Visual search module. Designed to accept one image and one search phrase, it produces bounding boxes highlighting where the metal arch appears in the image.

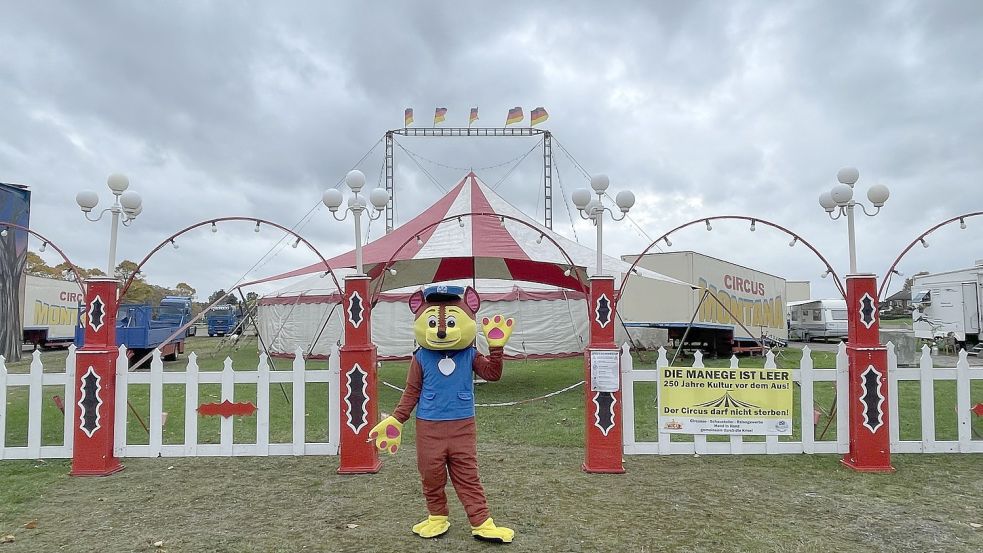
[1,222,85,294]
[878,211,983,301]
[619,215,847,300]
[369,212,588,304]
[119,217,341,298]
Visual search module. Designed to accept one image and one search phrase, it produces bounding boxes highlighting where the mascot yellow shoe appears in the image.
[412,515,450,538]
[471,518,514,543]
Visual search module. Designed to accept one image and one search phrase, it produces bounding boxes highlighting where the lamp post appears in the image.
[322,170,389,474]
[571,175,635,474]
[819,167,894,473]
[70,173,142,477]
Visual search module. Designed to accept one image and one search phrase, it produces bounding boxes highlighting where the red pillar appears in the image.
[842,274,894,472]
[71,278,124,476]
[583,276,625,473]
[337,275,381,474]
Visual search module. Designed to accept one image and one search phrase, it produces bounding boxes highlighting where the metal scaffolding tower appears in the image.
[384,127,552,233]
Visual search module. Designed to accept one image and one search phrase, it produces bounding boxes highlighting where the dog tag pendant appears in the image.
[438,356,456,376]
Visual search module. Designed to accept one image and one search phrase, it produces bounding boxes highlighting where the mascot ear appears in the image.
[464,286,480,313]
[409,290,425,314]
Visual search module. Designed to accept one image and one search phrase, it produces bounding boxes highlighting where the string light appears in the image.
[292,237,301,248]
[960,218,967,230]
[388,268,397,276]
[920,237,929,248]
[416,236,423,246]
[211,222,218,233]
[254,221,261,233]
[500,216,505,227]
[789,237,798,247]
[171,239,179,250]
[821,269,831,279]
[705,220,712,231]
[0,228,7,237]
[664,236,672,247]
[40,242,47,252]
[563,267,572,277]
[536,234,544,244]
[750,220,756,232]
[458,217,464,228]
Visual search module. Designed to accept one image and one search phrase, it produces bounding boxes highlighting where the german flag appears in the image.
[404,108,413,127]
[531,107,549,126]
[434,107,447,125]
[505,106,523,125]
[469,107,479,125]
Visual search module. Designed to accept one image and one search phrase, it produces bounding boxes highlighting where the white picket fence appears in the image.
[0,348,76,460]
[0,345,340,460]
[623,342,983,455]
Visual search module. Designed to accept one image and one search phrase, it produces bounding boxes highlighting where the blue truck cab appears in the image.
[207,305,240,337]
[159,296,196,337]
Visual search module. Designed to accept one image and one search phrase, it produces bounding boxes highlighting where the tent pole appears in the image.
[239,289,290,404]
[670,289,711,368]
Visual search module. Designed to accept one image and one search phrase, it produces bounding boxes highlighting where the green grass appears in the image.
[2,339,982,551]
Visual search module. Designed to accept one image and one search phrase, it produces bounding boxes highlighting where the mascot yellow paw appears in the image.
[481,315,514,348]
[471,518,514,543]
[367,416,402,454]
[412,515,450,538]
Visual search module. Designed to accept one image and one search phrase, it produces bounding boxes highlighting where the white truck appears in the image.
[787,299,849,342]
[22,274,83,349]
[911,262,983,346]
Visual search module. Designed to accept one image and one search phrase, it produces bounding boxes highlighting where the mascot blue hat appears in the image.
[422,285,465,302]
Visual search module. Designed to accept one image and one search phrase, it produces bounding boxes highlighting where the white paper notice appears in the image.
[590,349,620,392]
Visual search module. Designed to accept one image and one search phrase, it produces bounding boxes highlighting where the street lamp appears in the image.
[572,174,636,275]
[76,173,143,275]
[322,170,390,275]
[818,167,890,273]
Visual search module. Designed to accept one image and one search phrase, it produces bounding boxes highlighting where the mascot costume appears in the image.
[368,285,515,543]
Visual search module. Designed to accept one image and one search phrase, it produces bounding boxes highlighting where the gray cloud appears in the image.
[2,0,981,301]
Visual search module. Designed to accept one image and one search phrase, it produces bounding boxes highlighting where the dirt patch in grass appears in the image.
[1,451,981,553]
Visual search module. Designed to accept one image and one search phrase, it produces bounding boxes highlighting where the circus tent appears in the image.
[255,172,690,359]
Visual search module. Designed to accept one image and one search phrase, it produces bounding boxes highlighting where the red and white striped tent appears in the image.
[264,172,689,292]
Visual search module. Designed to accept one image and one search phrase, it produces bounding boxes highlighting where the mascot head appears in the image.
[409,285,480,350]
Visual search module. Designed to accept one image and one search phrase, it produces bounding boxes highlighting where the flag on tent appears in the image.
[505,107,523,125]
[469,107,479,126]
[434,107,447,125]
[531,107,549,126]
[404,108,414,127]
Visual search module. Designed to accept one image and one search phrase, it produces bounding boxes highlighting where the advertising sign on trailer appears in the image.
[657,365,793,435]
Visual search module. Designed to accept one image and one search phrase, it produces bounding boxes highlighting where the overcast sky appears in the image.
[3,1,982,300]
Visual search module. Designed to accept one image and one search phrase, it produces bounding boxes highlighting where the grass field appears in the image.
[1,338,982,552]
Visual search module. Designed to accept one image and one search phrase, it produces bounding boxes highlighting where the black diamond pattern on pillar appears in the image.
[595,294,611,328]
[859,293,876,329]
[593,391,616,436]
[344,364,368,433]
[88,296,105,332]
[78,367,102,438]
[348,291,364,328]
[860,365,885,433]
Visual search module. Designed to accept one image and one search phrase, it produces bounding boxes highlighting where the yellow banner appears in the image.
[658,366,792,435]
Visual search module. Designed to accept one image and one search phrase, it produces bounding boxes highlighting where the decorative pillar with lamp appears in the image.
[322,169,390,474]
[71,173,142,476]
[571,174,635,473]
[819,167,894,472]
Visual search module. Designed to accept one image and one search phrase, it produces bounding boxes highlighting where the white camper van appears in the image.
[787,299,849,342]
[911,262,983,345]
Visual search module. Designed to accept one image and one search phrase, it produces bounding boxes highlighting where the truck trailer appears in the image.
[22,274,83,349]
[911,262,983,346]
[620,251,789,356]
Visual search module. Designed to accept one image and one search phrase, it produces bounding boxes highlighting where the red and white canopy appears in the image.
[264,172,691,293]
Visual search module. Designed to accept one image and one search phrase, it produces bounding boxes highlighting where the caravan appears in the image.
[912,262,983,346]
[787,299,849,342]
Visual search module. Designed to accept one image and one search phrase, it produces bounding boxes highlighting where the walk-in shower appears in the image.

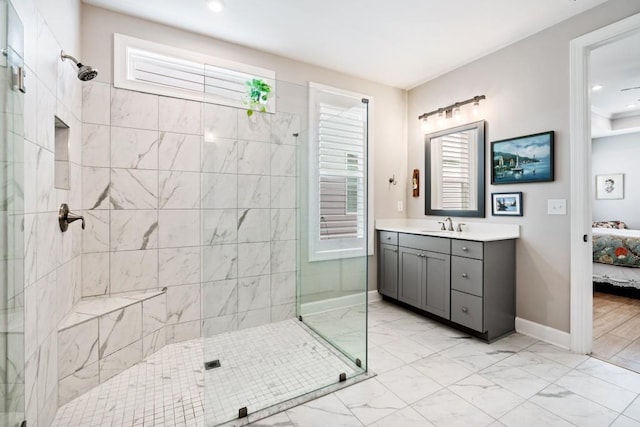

==============================

### Your objective
Transcribe all the data word for word; the images stay out.

### Your response
Visual search module. Designed to accept one image and one search phrase, it produces bounding boxes highlighting where the metal arch appears in the image.

[1,222,85,294]
[878,211,983,301]
[619,215,847,300]
[369,212,588,304]
[119,217,341,298]
Visual search module. Designed to accept one image and one search phrase, it produces bounding boxes highlighting where the mascot yellow shoe appears in the image.
[412,515,450,538]
[471,518,514,543]
Visual search module. Designed to accept one image and one search phrase, it produces bounding boxes highlighting where the lamp post appears in the image.
[322,170,389,474]
[571,175,635,474]
[819,167,894,473]
[70,173,142,477]
Visual search module. Designed to accept one image and one search phrase, it produces bounding boxes highlighting where the red pillar appears in the image.
[842,274,894,472]
[71,278,124,476]
[583,276,625,473]
[337,275,381,474]
Visual search module. Designed to accept one image and one search phrase, it produces bounding boxes highlighting where the metal scaffolding tower appears in the image.
[384,127,552,233]
Visual search module. Designed to accept one image and one search phrase, it produces bounding boxes highlighting where the dog tag pendant appears in the image.
[438,356,456,376]
Visual search module. Designed to accept one image and one search phrase, it produces bounding boxes highlighting where the mascot ear appears in the image.
[464,286,480,313]
[409,290,425,314]
Visual search module. Designed to accept one image and one search phrase, it produces bounding boxes highlighting where the string light appears in the image.
[292,237,301,248]
[960,218,967,230]
[388,268,397,276]
[920,237,929,248]
[416,236,423,246]
[211,222,218,233]
[254,221,261,233]
[500,216,505,227]
[789,237,798,247]
[171,239,179,250]
[821,269,831,279]
[705,220,712,231]
[0,228,7,237]
[664,236,672,247]
[40,242,47,252]
[563,267,572,277]
[536,234,544,244]
[750,220,756,232]
[458,217,464,228]
Visual search module. Designed to accept one image and one search phrase, it produces bounding boxes highlighting where the german flag appears in the image.
[404,108,413,127]
[531,107,549,126]
[434,107,447,125]
[505,106,523,125]
[469,107,479,125]
Visual search module. Designed to accept one image and one search phrase, it produces bounding boxes highlighting where the white picket fence appears in the image.
[0,348,76,460]
[0,345,340,460]
[623,342,983,455]
Visual search module. Designed to accept one image and one search phrase, it produces bounding boxes highlighting where the blue truck cab appears in the image.
[207,305,240,337]
[159,296,196,337]
Visual search module. Designed to accept one image and one search phrase, it produces bounding boxes highlighting where the tent pole appears in the image.
[239,289,290,404]
[670,289,711,368]
Visual search module. Designed to accept one image and one search phrase, it produces bounding boxes highlighting where the green grass appears in the image.
[2,339,982,551]
Visual search module. Designed to accept one image and one search phrase, it produces bounding boxes highlighting where the mascot yellow paw appears in the image.
[481,315,514,348]
[471,518,514,543]
[367,416,402,454]
[412,515,450,538]
Visual search module. Designed to accept one image and one search phrase, it produces bounding boxes highlighting where the white truck appears in the image.
[787,299,849,342]
[22,274,83,349]
[911,262,983,346]
Visual search module. Designed to accept one image and one search phrase, it produces bounding boxes highlighting where the mascot blue hat appears in the image.
[422,285,465,302]
Visual search module. Designed to accept one image and one search phrase, it produces bounding boxes highlighting where the white paper notice appears in the image.
[590,349,620,392]
Visual search module. Designed to accept one image and one search phrase, it produces bounding boxes highlighting where the street lamp appears in the image.
[572,174,636,275]
[76,173,143,275]
[322,170,390,275]
[818,167,890,273]
Visual search module. Designed to accept one image and one search phrase, it produces bounding boxes highlighting where the mascot costume appears in the image.
[368,285,515,543]
Visual search module. Designed to accept one image and one search phrase, it produces bounding boxes highlighting where the gray cloud appears in the image.
[2,0,981,301]
Visual search module. Designed to accept one image and one search phrase, it produces bounding boxes highlighting where the dirt patch in grass appears in the image.
[1,451,981,553]
Visual search module. Designed to accept one image and one search phrase, it produces bounding boxes highlighting where the circus tent appears in the image.
[255,172,690,359]
Visual search module. Designed to accept one image and one search phrase, it produces bounding boxes highlighting where the red and white striped tent appears in the image.
[264,172,689,292]
Visual search module. Designed to accept one image and one search phrase, it produces bounding boxes highlighting where the mascot head appears in the image.
[409,285,480,350]
Visual search module. Designed to accept one image and one search phrase, it produces bounding boxes highlighting where the flag on tent appears in the image.
[505,107,523,125]
[469,107,479,126]
[434,107,447,125]
[531,107,549,126]
[404,108,414,127]
Visual search module. Designed to accept one image and one search phrase, it produces bounding boxes highlighting where the advertising sign on trailer appears in the image.
[657,365,793,435]
Visual search module. Designed to accept one image and one search phrase, it produces bounding boxes highlighting where the overcast sky appears in the image.
[3,1,982,300]
Visual search module. Designed to accept one image and one search phrase, it produces bounding boxes highlighting where the grass field appears in the image.
[1,338,982,552]
Visual search module. Designed to accept one image and one search phrase, it produces bounding boxes highlighting where the black diamond pattern on pillar appears in the image.
[595,294,611,328]
[859,293,876,329]
[593,391,616,436]
[344,364,368,433]
[88,296,105,332]
[78,367,102,438]
[348,291,364,328]
[860,365,885,433]
Visual search module. Designed to accept one image and one search phrase, it produces bounding boxes highlighting where the yellow banner appears in the image.
[658,366,792,435]
Visual search module. Designed to accept one image and one search phrase, it produces bounding boxes highlighting where the decorative pillar with lamp appears in the image.
[322,169,390,474]
[71,173,142,476]
[571,174,635,473]
[819,167,894,472]
Visual search module. Designed to accept one image and one search phrase, it produces bounding boxes highlighting where the white camper van appears in the image.
[787,299,849,342]
[911,262,983,345]
Visual search module. Designed to accept one image and one search phrase, it produces bounding boxes highlighting where the truck trailer appears in the image.
[22,274,83,349]
[911,262,983,346]
[620,251,789,356]
Visual search module. Designed to accept one image and one search phrase, it produces bounding boxes highlighting where the red and white canopy appears in the image.
[264,172,691,293]
Visual search module. Designed to accept one image and one search phrase, it produces bounding boxes highlighting where the caravan appears in the image.
[912,262,983,346]
[787,299,849,342]
Visual search module. Designed to accept one image and one search phrase, it produces bounding boxes highlighting where the walk-in shower appears in the image.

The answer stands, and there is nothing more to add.